### PROMPT
Would you return, word for word, the lines of the data below from the line with "of the decorative" through the line with "Target: bridge reflection in water", and no others?

### DATA FOR PROCESSING
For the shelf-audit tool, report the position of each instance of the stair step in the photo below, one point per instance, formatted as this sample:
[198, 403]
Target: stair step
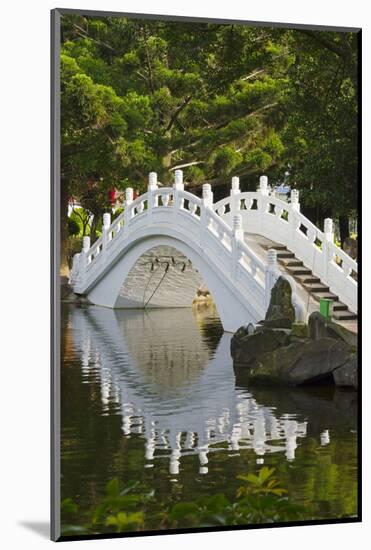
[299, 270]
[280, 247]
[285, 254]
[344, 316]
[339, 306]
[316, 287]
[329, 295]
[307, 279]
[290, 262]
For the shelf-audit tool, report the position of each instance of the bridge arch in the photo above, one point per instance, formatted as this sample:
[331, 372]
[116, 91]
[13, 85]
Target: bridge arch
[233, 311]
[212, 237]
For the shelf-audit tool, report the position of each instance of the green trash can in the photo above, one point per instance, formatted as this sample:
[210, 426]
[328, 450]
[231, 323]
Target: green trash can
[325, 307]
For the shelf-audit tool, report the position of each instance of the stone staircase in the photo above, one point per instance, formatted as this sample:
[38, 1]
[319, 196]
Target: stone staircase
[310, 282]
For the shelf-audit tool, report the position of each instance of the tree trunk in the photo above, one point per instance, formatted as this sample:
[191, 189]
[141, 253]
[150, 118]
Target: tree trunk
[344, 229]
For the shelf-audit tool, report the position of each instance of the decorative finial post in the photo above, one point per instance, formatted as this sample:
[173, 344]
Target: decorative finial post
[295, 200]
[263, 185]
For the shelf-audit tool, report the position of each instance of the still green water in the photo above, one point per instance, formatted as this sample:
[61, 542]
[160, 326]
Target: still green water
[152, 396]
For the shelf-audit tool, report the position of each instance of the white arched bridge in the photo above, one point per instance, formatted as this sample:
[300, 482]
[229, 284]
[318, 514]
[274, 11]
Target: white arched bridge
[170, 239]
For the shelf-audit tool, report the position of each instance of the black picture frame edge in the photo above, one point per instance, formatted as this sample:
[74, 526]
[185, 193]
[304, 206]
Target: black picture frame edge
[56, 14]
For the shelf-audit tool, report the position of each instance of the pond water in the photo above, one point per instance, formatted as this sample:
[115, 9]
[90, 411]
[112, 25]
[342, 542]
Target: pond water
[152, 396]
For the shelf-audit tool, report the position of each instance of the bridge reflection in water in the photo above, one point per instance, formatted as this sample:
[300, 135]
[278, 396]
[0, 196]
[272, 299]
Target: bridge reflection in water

...

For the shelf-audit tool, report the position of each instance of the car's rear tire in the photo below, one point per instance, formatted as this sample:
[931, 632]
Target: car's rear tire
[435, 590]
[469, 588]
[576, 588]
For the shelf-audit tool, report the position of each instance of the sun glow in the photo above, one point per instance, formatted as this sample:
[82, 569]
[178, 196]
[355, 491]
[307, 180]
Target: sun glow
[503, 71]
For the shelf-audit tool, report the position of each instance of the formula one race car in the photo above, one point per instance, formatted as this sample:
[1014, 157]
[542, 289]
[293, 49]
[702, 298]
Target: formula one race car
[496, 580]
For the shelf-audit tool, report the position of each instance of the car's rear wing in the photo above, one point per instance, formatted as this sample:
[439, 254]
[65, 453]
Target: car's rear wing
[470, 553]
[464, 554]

### RESPONSE TO THE EXERCISE
For the shelf-audit tool, report the position of each instance of the decorative finial post in the photo above, one point per instance, formatted as this sample:
[173, 344]
Target: decorative finial post
[295, 200]
[263, 185]
For the shelf-audit tool, report the position of each instance of the still green water in the photo above, one point per instance, formatted as this sample:
[61, 542]
[160, 326]
Target: still green water
[152, 396]
For the shelf-audit tool, report the position of each instance of the white arched bridge in the photo above, one point per instance, formatted as this sample:
[300, 482]
[229, 284]
[318, 514]
[274, 11]
Target: white arched bridge
[170, 239]
For the shelf-audit tool, report the position of each instance of the black picture frame edge in the photo above, one point per instance, formatted as this sample:
[74, 526]
[185, 193]
[304, 206]
Target: black picture frame edge
[56, 14]
For the shelf-audit tool, report the position of each instance of the pond water in the photo above, one point per instance, formatted as this sample:
[115, 9]
[90, 411]
[112, 25]
[342, 542]
Target: pond water
[152, 396]
For the shelf-audit tool, report the position of each instance of the bridge reflection in water in the photo above, one point per instance, formatted as this sample:
[300, 135]
[278, 396]
[0, 196]
[272, 299]
Target: bridge reflection in water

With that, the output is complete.